Supplied data =>
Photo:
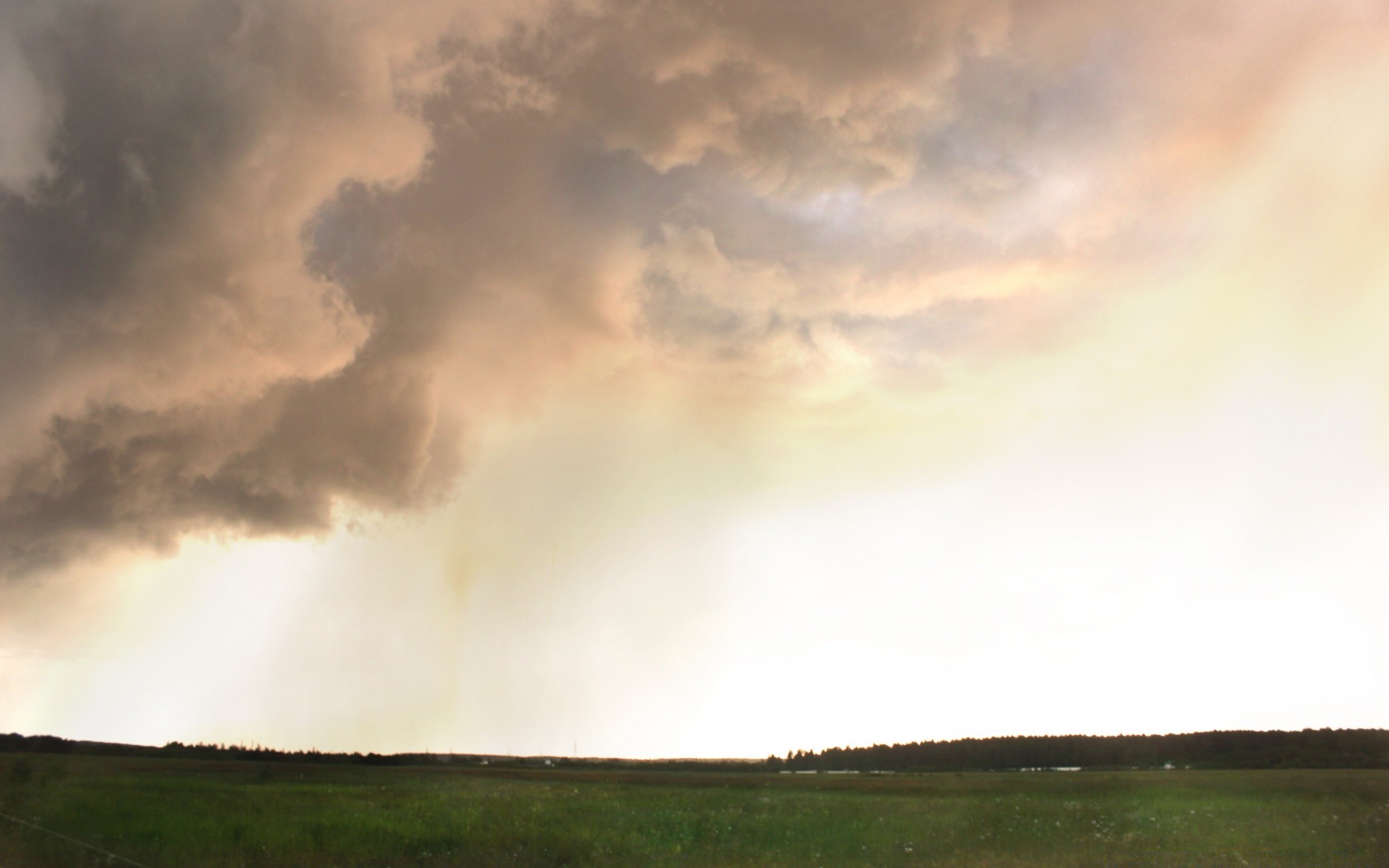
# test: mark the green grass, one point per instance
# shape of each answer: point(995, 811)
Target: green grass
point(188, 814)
==
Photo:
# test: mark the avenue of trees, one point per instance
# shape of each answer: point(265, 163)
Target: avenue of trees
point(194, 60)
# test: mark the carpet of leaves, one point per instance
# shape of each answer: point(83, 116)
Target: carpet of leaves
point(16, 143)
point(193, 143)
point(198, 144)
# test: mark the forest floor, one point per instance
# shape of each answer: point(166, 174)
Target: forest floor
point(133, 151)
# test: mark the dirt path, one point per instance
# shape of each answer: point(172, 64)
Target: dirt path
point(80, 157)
* * *
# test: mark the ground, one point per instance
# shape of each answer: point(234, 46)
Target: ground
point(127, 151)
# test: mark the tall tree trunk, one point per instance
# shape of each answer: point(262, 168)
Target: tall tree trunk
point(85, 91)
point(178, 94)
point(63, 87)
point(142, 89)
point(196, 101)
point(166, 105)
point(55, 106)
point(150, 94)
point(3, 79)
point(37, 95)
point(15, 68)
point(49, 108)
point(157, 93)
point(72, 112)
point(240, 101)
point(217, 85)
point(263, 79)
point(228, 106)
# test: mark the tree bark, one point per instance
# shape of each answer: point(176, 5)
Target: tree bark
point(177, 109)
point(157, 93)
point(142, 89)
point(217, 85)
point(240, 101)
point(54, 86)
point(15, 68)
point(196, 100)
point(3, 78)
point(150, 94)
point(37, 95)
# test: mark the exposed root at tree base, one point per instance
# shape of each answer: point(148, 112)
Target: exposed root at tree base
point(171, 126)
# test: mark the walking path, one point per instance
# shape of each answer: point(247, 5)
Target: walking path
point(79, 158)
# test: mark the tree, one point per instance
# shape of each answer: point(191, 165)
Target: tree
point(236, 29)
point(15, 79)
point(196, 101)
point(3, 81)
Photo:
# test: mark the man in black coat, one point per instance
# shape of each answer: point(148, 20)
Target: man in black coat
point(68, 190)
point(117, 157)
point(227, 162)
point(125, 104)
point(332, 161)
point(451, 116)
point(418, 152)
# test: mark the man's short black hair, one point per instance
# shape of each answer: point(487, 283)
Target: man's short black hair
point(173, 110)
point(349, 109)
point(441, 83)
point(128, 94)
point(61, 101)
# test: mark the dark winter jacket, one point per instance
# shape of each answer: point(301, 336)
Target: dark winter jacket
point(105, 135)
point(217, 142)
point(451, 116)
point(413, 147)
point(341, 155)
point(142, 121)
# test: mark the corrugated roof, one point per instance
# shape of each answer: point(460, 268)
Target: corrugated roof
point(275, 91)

Aim of the exercise => Put the lines above into a numbered list, starting with the line containing "# test: mark the tall" and ending with the line containing "point(79, 158)", both included. Leave out any blank lines.

Solution below =>
1. # test: mark the tall tree trunk, one point per instance
2. # shape of each answer: point(262, 168)
3. Target: tall tree trunk
4. point(85, 91)
5. point(178, 94)
6. point(63, 87)
7. point(142, 89)
8. point(196, 101)
9. point(166, 105)
10. point(55, 106)
11. point(150, 94)
12. point(3, 79)
13. point(37, 95)
14. point(15, 68)
15. point(49, 108)
16. point(157, 93)
17. point(72, 112)
18. point(240, 101)
19. point(217, 85)
20. point(263, 79)
21. point(228, 106)
22. # test: mark the tree bark, one point per instance
23. # shape of each answer: point(176, 5)
24. Target: tree bark
25. point(177, 109)
26. point(157, 93)
27. point(142, 89)
28. point(217, 85)
29. point(240, 101)
30. point(54, 86)
31. point(15, 68)
32. point(196, 100)
33. point(3, 78)
34. point(150, 94)
35. point(37, 95)
36. # test: mark the exposed root at tree base, one point per instance
37. # shape of each answer: point(148, 112)
38. Target: exposed root at tree base
39. point(171, 126)
40. # test: mark the walking path, one point per instance
41. # shape of each answer: point(247, 5)
42. Target: walking path
43. point(79, 158)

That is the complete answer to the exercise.